Страница:

==*==

Обстоятельства гибели Ореуса-Коневского во время его очередного путешествия в июле 1901 года установил его родственник Дьяконов, отправившийся на поиски пропавшего в Лифляндии Ивана по следам его вероятного маршрута. В биографическом очерке к посмертному сборнику произведений Коневского, написанном отцом поэта, И.И. Ореусом-старшим, говорится: «Коневской скончался 8 июля 1901 года, 23 лет от роду, едва кончив курс университета. Как и в предыдущие года, в этом году Коневской поехал в небольшое летнее путешествие (“странствие”, как говорил он), на этот раз по Прибалтийским губерниям. Выехав из Риги, он вспомнил вдруг, что забыл в гостинице паспорт, и сошел на станции Зегевольд, чтобы дождаться встречного поезда и вернуться. День был жаркий. Около станции протекает река Аа. Коневской стал купаться… и утонул» [18, с. 453].
Непосредственных свидетелей гибели поэта, разумеется, не было. Его тело было найдено через несколько дней и наскоро предано земле по местному лютеранскому обряду. Только после усиленных розысков несчастному отцу удалось узнать о судьбе единственного сына… Немецкая аккуратность местной администрации помогла сберечь оставшееся от неизвестного утопленника: его одежду, найденную на берегу, а также портфель с рукописями последних стихов, сданный на станции в камеру хранения.

==*==

Список заданий:
**A)** Выпишите из текста о гибели Коневского отрывок, начиная со слов «Обстоятельства гибели Ореуса-Коневского» и до слов «[18, с. 453].» включительно.
**B)** Продолжите, пожалуйста, текст о гибели Коневского, начав сразу после его последнего предложения.

Представленный материал:
==*==

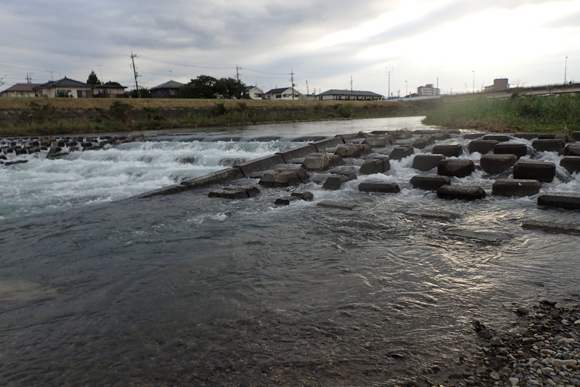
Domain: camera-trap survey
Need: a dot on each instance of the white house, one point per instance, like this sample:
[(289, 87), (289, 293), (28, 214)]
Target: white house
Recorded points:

==*==

Ответы по заданиям:
**A)**
Обстоятельства гибели Ореуса-Коневского во время его очередного путешествия в июле 1901 года установил его родственник Дьяконов, отправившийся на поиски пропавшего в Лифляндии Ивана по следам его вероятного маршрута. В биографическом очерке к посмертному сборнику произведений Коневского, написанном отцом поэта, И.И. Ореусом-старшим, говорится: «Коневской скончался 8 июля 1901 года, 23 лет от роду, едва кончив курс университета. Как и в предыдущие года, в этом году Коневской поехал в небольшое летнее путешествие (“странствие”, как говорил он), на этот раз по Прибалтийским губерниям. Выехав из Риги, он вспомнил вдруг, что забыл в гостинице паспорт, и сошел на станции Зегевольд, чтобы дождаться встречного поезда и вернуться. День был жаркий. Около станции протекает река Аа. Коневской стал купаться… и утонул» [18, с. 453].

**B)**
Останки Коневского были вторично преданы земле уже по православному обряду. Поскольку русского кладбища в Зегевольде не было, то, как было отмечено в биографическом очерке к посмертному сборнику, «тело Коневского было положено в лесу, прекрасно содержимом. ‹…› Коневской любил лес, любил ветер; лесу и ветру посвящено у него немало задушевных стихов. И его хоронили в лесу и, при чудной, ясной погоде, бушевал сильный ветер. Скромная могила осенена кленом, вязом и березой» [18, с. 453].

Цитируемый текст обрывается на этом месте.